[Excerpts of bounding box data]
* Begin *
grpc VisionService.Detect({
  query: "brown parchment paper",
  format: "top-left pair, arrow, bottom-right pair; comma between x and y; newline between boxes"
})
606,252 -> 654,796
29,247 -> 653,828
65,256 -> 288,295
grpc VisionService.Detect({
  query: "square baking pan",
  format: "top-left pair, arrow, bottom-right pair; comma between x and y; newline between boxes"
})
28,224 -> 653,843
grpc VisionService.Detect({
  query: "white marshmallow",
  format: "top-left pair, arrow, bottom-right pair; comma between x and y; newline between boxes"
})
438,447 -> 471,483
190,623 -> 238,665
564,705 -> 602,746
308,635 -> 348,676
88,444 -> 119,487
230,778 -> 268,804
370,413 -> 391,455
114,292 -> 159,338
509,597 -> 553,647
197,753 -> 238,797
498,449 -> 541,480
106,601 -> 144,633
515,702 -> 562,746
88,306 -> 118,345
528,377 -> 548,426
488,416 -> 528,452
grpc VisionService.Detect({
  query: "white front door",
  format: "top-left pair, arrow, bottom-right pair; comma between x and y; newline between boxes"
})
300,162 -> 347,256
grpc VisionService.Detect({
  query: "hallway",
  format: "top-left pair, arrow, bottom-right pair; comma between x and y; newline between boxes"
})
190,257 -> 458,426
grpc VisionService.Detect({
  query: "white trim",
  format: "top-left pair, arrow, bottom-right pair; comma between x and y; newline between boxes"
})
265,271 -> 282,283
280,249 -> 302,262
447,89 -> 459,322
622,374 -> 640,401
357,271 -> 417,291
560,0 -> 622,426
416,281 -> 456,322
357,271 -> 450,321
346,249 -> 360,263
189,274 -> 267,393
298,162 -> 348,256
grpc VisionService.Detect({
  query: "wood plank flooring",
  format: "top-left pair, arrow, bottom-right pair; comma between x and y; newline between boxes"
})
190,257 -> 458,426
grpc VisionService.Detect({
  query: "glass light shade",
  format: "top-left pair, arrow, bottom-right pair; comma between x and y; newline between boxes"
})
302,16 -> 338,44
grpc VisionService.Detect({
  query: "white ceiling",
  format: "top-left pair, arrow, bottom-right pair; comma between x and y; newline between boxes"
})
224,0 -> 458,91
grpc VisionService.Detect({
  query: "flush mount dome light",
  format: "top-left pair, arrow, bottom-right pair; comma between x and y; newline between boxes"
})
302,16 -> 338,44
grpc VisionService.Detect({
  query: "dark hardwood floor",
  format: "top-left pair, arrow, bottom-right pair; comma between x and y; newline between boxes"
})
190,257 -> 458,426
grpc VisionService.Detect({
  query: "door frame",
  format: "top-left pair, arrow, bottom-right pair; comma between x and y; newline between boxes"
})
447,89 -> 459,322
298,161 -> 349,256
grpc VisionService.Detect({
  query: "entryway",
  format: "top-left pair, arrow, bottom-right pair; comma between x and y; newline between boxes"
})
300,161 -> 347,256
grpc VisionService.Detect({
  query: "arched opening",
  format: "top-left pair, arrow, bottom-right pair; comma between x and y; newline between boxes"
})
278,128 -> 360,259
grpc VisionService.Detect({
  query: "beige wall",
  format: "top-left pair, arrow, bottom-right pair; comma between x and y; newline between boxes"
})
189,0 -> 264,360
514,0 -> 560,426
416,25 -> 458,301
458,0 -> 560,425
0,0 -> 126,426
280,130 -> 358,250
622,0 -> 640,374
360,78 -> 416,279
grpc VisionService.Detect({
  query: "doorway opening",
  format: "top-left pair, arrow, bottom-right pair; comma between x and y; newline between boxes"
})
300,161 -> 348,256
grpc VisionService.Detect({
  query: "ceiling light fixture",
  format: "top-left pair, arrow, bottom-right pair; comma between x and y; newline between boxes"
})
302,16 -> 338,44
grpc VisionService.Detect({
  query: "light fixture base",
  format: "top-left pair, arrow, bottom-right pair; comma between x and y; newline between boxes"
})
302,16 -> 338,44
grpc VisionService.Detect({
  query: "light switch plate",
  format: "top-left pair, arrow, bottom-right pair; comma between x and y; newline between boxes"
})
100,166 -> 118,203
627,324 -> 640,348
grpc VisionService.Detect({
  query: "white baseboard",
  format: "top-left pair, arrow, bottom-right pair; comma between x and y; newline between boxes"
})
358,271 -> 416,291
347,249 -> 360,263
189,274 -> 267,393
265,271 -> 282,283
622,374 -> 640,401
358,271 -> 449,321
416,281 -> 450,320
* End *
DIRECTIONS
Duplicate all of the records above line for line, without changing anything.

RESULT
grpc VisionService.Detect({
  query: "brown parchment paper",
  format: "top-left pair, arrow, bottom-right pair; comma between x and y; newline between boxes"
})
606,252 -> 654,796
29,247 -> 653,828
65,256 -> 288,295
grpc VisionService.Detect({
  query: "square baking pan",
  format: "top-left pair, arrow, bottom-right pair; comma between x and y; newline between boxes"
})
28,224 -> 653,843
grpc VisionService.Detect({
  query: "white marshmallow",
  format: "top-left pair, arrow, bottom-right pair; comma between x and y; newline between boxes"
})
438,447 -> 471,483
190,623 -> 238,665
564,705 -> 602,746
308,635 -> 348,676
88,444 -> 119,487
230,778 -> 268,804
370,413 -> 391,455
114,292 -> 159,338
509,597 -> 553,647
197,753 -> 238,797
498,449 -> 541,480
106,601 -> 144,633
515,702 -> 562,746
88,306 -> 118,345
528,377 -> 548,426
488,416 -> 528,452
grpc VisionService.Detect({
  query: "white front door",
  format: "top-left pair, arrow, bottom-right pair; comma between x and y; newline between boxes"
})
300,162 -> 347,256
grpc VisionService.Detect({
  query: "hallway",
  format: "top-left pair, arrow, bottom-right pair; comma between x and y; newline between boxes"
})
190,257 -> 458,426
grpc VisionService.Detect({
  query: "white trim",
  format: "top-left pair, arrow, bottom-right pair; comma between x and y; newline between boxes"
})
265,271 -> 282,283
280,249 -> 302,262
447,89 -> 459,322
622,374 -> 640,401
357,271 -> 417,291
560,0 -> 622,426
416,281 -> 456,322
357,271 -> 450,321
346,249 -> 360,263
189,274 -> 267,393
298,162 -> 348,256
grpc VisionService.Detect({
  query: "wood plank flooring",
  format: "top-left pair, arrow, bottom-right pair; comma between x and y; newline between boxes"
})
190,257 -> 458,426
grpc VisionService.Detect({
  query: "glass light shade",
  format: "top-left pair, arrow, bottom-right pair; comma between x and y; newline between boxes"
})
302,16 -> 338,44
grpc VisionService.Detect({
  query: "white ceiling",
  format: "top-left pair, arrow, bottom-right pair; comma between x and y; newline between boxes"
})
224,0 -> 458,91
grpc VisionService.Detect({
  query: "flush mount dome light",
  format: "top-left pair, arrow, bottom-right pair; comma between x and y; newline between boxes"
})
302,16 -> 338,44
grpc VisionService.Detect({
  query: "dark hardwood floor",
  format: "top-left pair, arrow, bottom-right pair; comma between x and y; newline between boxes"
})
190,257 -> 458,426
grpc VisionService.Detect({
  query: "door frame",
  format: "top-left pair, arrow, bottom-right pair; comma between x and y; newline between boxes"
})
447,89 -> 459,322
298,161 -> 349,256
grpc VisionService.Detect({
  query: "entryway",
  format: "top-left pair, arrow, bottom-right pair; comma between x and y; newline between boxes"
})
300,161 -> 347,256
grpc VisionService.Detect({
  query: "arched opening",
  format: "top-left pair, arrow, bottom-right pair; comma between x and y; newline between boxes"
})
278,128 -> 360,259
grpc VisionService.Detect({
  query: "beige wall",
  format: "top-left pair, arrow, bottom-right pair; comma between x and y; newline between boxes"
})
189,0 -> 264,360
514,0 -> 560,426
416,25 -> 458,301
458,0 -> 560,425
0,0 -> 126,426
280,130 -> 358,250
622,0 -> 640,374
360,78 -> 416,279
grpc VisionService.Detect({
  query: "doorway opening",
  format: "top-left pair, arrow, bottom-right pair; comma between x and y; newline between boxes"
})
300,161 -> 348,256
grpc VisionService.Detect({
  query: "ceiling light fixture",
  format: "top-left pair, arrow, bottom-right pair; comma between x and y; newline between boxes"
})
302,16 -> 338,44
grpc VisionService.Detect({
  query: "light fixture base",
  format: "top-left pair, arrow, bottom-right pair; comma between x and y; newline between boxes"
})
302,16 -> 338,44
grpc VisionService.Detect({
  query: "light switch plate",
  format: "top-left pair, arrow, bottom-right pair; comma between x and y; newline between boxes"
})
100,166 -> 118,203
627,324 -> 640,348
grpc VisionService.Detect({
  query: "white baseboard",
  format: "top-left pair, arrow, bottom-right pair; comma between x and y; newline between boxes"
})
358,271 -> 416,291
347,249 -> 360,263
189,274 -> 267,393
265,271 -> 282,283
622,374 -> 640,401
358,271 -> 449,321
416,281 -> 450,320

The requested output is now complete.